The task: Each record must be returned exactly, apart from the pictures, which stay out.

Data records START

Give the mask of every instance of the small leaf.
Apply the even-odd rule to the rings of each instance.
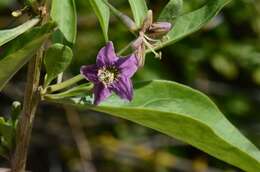
[[[147,15],[148,8],[145,0],[128,0],[137,27],[141,27]]]
[[[0,135],[4,139],[4,146],[9,149],[13,146],[14,128],[3,117],[0,117]]]
[[[158,20],[174,23],[176,18],[181,14],[182,6],[182,0],[170,0],[162,10]]]
[[[12,119],[12,122],[14,125],[15,125],[17,118],[20,115],[21,111],[22,111],[22,104],[18,101],[14,101],[12,103],[12,108],[11,108],[11,119]]]
[[[50,35],[53,23],[36,27],[3,47],[0,55],[0,91],[13,75],[23,67]]]
[[[31,20],[28,20],[26,23],[13,28],[13,29],[7,29],[7,30],[0,30],[0,46],[4,45],[5,43],[15,39],[17,36],[23,34],[27,30],[31,29],[33,26],[35,26],[40,21],[39,18],[34,18]]]
[[[77,12],[74,0],[52,0],[51,17],[70,43],[76,42]]]
[[[89,2],[99,20],[104,38],[107,42],[109,40],[108,39],[108,26],[109,26],[109,18],[110,18],[109,7],[104,2],[102,2],[102,0],[89,0]]]
[[[211,0],[200,9],[177,17],[172,30],[156,49],[173,44],[207,24],[231,0]]]
[[[44,64],[46,68],[45,86],[64,72],[72,60],[73,52],[70,47],[62,44],[52,45],[46,52]]]
[[[170,81],[135,85],[134,99],[110,97],[100,106],[72,104],[130,120],[177,138],[247,172],[260,171],[260,151],[204,94]],[[63,102],[64,103],[64,102]],[[67,102],[68,103],[68,102]]]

Data records END

Exercise output:
Give the mask of every instance of the small leaf.
Apply the even-odd rule to the rings of each instance.
[[[147,15],[148,8],[145,0],[128,0],[137,27],[141,27]]]
[[[0,135],[4,139],[4,146],[9,149],[13,146],[14,128],[3,117],[0,117]]]
[[[158,20],[174,23],[176,18],[181,14],[182,6],[182,0],[170,0],[162,10]]]
[[[12,119],[12,122],[14,125],[15,125],[17,118],[20,115],[21,111],[22,111],[22,104],[18,101],[14,101],[12,103],[12,108],[11,108],[11,119]]]
[[[50,35],[53,23],[36,27],[3,47],[0,55],[0,91],[13,75],[23,67]]]
[[[31,20],[28,20],[26,23],[13,28],[13,29],[7,29],[7,30],[0,30],[0,46],[4,45],[5,43],[15,39],[17,36],[23,34],[27,30],[31,29],[33,26],[35,26],[40,21],[39,18],[34,18]]]
[[[77,12],[74,0],[52,0],[51,17],[70,43],[76,42]]]
[[[89,2],[99,20],[104,38],[107,42],[109,40],[108,39],[108,26],[109,26],[109,18],[110,18],[109,7],[104,2],[102,2],[102,0],[89,0]]]
[[[211,0],[200,9],[177,17],[172,30],[156,49],[173,44],[207,24],[231,0]]]
[[[44,64],[46,68],[45,86],[64,72],[72,60],[73,52],[70,47],[62,44],[52,45],[46,52]]]
[[[170,81],[135,85],[134,99],[110,97],[100,106],[72,104],[130,120],[177,138],[247,172],[260,171],[260,151],[204,94]],[[63,102],[64,103],[64,102]],[[67,102],[68,103],[68,102]]]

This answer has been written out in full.